* [WORKING DATA]:
BEGIN
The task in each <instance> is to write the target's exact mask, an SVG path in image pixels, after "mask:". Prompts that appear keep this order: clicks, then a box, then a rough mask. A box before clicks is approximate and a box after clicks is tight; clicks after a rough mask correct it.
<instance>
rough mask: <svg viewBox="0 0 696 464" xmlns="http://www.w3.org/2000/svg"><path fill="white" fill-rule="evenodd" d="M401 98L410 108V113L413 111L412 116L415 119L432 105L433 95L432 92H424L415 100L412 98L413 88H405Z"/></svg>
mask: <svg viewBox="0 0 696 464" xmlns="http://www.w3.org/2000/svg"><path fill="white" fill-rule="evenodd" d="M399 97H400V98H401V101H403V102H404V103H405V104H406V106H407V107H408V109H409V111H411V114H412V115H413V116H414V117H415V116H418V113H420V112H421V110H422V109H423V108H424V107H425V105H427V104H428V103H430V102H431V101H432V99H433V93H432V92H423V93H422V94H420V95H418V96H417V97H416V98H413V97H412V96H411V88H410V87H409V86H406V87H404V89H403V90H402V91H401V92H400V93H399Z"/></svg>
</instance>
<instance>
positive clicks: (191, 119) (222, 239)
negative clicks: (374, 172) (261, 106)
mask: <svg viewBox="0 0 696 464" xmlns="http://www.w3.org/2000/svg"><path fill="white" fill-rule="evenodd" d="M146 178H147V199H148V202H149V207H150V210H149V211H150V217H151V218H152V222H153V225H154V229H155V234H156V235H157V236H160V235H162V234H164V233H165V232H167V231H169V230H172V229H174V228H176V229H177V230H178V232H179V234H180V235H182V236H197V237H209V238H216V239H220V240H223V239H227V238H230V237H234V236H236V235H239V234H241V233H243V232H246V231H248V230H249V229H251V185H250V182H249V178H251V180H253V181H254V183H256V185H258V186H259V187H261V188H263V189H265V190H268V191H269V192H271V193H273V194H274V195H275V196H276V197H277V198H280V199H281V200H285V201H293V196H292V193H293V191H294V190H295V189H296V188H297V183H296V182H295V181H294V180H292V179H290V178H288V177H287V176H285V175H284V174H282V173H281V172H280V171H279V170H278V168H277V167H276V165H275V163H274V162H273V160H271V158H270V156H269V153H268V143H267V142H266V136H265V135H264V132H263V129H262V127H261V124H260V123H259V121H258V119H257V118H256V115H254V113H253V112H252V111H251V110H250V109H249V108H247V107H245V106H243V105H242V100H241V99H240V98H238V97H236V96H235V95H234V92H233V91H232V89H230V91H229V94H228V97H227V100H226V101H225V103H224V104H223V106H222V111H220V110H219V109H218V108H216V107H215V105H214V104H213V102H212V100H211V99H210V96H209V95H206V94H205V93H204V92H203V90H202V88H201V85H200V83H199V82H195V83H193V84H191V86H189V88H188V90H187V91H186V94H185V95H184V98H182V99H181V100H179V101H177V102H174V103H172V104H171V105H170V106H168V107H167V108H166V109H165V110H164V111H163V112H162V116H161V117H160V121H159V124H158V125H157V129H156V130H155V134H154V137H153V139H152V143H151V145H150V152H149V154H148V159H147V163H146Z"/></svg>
END
* [YOUR OBJECTIVE]: Transcription of the listing must be exact and complete.

* [REPLY]:
The task in each <instance> is to write the target's exact mask, an SVG path in image pixels, after "mask:". Prompts that appear keep this order: clicks, then a box, then a rough mask. A box before clicks is approximate and a box after clicks is tight; clicks after a rough mask correct it.
<instance>
rough mask: <svg viewBox="0 0 696 464" xmlns="http://www.w3.org/2000/svg"><path fill="white" fill-rule="evenodd" d="M401 98L410 108V113L413 111L412 116L415 119L432 105L433 95L432 92H424L415 100L412 98L413 88H405Z"/></svg>
mask: <svg viewBox="0 0 696 464" xmlns="http://www.w3.org/2000/svg"><path fill="white" fill-rule="evenodd" d="M399 97H400V98H401V101H403V102H404V103H405V104H406V106H407V107H408V109H409V111H411V114H412V115H413V116H414V117H415V116H418V113H420V112H421V110H422V109H423V108H424V107H425V105H427V104H428V103H430V102H431V101H432V99H433V93H432V92H423V93H422V94H420V95H418V96H417V97H416V98H413V97H412V96H411V88H410V87H409V86H406V87H404V89H403V90H402V91H401V92H400V93H399Z"/></svg>
</instance>
<instance>
positive clicks: (191, 119) (222, 239)
negative clicks: (374, 172) (261, 106)
mask: <svg viewBox="0 0 696 464" xmlns="http://www.w3.org/2000/svg"><path fill="white" fill-rule="evenodd" d="M146 178H147V199H148V202H149V207H150V210H149V211H150V217H151V218H152V222H153V225H154V229H155V234H156V235H157V236H160V235H162V234H164V233H165V232H167V231H169V230H172V229H174V228H176V229H177V230H178V232H179V234H180V235H182V236H197V237H209V238H216V239H220V240H223V239H227V238H230V237H234V236H236V235H239V234H241V233H243V232H246V231H248V230H249V229H251V185H250V182H249V178H251V180H253V181H254V183H256V185H258V186H259V187H261V188H263V189H265V190H268V191H269V192H271V193H273V194H274V195H275V196H276V197H277V198H280V199H281V200H285V201H293V196H292V193H293V191H294V190H295V189H296V188H297V183H296V182H295V181H294V180H292V179H290V178H288V177H287V176H285V175H284V174H282V173H281V172H280V171H279V170H278V168H277V167H276V165H275V163H274V162H273V160H271V158H270V156H269V153H268V143H267V142H266V136H265V135H264V132H263V129H262V127H261V124H260V123H259V121H258V119H257V118H256V115H254V113H253V112H252V111H251V110H250V109H249V108H247V107H245V106H243V105H242V100H241V99H240V98H238V97H236V96H235V95H234V92H233V91H232V89H230V91H229V94H228V97H227V100H226V101H225V103H224V104H223V106H222V111H220V110H219V109H218V108H216V107H215V105H214V104H213V102H212V100H211V99H210V96H209V95H206V94H205V93H204V92H203V90H202V88H201V85H200V83H199V82H195V83H193V84H191V86H189V88H188V90H187V91H186V94H185V95H184V98H182V99H181V100H179V101H177V102H174V103H172V104H171V105H170V106H168V107H167V108H166V109H165V110H164V111H163V112H162V116H161V117H160V121H159V124H158V125H157V129H156V130H155V134H154V137H153V139H152V143H151V145H150V152H149V154H148V159H147V163H146Z"/></svg>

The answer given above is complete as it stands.